TASK PROMPT:
Write out only the tail of the records, beginning at the line containing "on the tall" and including the last line, exactly as written.

DATA TO PROCESS:
····················
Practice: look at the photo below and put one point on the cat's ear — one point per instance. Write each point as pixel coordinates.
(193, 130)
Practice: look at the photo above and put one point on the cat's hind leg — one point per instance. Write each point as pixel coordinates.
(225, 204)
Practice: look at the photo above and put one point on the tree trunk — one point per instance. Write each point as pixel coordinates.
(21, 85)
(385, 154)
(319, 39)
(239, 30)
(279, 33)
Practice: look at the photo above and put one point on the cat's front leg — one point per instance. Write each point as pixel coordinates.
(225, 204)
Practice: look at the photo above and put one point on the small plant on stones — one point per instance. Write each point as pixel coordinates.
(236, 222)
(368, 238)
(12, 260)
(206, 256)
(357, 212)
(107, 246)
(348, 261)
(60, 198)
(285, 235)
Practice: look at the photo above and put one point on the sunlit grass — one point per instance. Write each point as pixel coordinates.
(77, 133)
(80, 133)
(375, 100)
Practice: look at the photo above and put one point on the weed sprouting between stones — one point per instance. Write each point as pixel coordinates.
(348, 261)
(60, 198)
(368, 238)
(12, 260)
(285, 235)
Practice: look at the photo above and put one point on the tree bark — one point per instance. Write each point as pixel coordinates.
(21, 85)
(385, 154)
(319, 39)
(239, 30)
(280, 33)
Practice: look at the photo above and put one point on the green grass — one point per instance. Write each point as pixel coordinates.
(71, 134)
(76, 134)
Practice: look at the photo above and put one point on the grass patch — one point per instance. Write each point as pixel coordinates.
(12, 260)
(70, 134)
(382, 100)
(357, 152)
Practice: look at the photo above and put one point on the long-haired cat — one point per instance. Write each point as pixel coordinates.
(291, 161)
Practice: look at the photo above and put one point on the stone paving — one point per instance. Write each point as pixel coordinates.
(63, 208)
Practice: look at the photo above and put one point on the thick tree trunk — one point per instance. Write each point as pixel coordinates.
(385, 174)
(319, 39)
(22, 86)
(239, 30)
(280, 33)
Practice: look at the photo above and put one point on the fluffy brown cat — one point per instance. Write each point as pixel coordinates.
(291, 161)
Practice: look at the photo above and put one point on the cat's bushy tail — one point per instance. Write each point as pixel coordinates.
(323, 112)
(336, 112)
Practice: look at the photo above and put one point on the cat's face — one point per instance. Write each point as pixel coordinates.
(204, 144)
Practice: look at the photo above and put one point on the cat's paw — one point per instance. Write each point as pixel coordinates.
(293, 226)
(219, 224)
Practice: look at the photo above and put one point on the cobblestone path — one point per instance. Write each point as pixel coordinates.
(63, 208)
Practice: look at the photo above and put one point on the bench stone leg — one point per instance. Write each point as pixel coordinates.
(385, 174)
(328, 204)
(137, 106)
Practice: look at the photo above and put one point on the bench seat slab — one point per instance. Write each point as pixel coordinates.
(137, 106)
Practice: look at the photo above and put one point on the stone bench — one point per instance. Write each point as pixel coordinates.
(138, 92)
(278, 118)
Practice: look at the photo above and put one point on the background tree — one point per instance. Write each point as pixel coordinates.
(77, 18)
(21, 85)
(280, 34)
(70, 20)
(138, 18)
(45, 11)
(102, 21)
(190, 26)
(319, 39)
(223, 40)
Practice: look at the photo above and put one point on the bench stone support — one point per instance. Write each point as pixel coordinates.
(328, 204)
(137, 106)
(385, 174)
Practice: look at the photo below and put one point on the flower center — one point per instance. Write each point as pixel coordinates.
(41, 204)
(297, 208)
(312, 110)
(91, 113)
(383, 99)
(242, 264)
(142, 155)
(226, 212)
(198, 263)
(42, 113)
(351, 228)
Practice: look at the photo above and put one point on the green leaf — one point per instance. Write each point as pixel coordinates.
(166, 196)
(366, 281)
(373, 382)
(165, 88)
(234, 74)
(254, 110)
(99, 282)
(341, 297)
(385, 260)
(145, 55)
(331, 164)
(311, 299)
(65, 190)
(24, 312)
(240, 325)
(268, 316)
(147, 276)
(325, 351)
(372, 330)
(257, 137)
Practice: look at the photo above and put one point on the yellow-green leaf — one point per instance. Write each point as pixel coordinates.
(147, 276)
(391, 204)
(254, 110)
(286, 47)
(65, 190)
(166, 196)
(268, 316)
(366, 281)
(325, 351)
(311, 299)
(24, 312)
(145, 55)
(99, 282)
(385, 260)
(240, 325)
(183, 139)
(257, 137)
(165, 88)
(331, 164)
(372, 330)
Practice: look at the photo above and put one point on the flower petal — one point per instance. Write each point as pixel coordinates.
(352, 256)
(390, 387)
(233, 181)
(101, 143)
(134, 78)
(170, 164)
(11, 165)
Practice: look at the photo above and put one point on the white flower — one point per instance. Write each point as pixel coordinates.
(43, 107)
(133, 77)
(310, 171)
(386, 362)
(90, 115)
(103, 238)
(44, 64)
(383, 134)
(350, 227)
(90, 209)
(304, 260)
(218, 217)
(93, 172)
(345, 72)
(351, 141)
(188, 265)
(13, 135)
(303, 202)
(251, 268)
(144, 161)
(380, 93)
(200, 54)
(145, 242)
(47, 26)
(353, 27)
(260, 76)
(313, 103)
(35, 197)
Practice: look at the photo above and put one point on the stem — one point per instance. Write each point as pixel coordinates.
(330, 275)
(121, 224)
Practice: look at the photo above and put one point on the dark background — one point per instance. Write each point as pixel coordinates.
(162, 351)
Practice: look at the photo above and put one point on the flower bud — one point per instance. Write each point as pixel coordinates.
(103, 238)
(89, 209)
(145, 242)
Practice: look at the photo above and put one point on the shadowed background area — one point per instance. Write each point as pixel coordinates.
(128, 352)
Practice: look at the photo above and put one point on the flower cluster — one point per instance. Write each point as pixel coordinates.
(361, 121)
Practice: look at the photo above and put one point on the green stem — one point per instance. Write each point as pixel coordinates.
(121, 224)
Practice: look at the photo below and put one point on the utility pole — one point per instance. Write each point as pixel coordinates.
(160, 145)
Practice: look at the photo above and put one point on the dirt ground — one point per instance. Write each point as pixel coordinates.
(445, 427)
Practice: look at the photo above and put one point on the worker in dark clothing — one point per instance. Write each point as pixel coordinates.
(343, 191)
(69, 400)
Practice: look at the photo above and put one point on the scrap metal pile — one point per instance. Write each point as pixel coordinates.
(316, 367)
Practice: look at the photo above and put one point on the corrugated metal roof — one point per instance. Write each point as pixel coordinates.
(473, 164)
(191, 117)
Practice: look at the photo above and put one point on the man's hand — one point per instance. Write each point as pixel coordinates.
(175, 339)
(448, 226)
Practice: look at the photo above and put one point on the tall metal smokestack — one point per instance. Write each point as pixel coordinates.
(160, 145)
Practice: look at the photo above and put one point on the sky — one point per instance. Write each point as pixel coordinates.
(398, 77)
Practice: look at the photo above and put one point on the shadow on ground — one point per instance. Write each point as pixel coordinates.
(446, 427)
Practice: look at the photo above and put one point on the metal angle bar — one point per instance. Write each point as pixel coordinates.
····················
OUTPUT BELOW:
Practice: look at the photo above and put one point on the tall metal smokestack — one point per instance. Write each point as pixel coordinates.
(160, 145)
Practice: look at the photo above and put one point on the sky — one point per instance. Write each point as pixel coordinates.
(398, 77)
Practice: look at the photo above and put one point on the shadow on ground — one point per instance. Write each point as pixel coordinates.
(446, 427)
Practice: look at the photo above and put one point on the metal angle bar — one point per instance. Write each point as pixel coordinates.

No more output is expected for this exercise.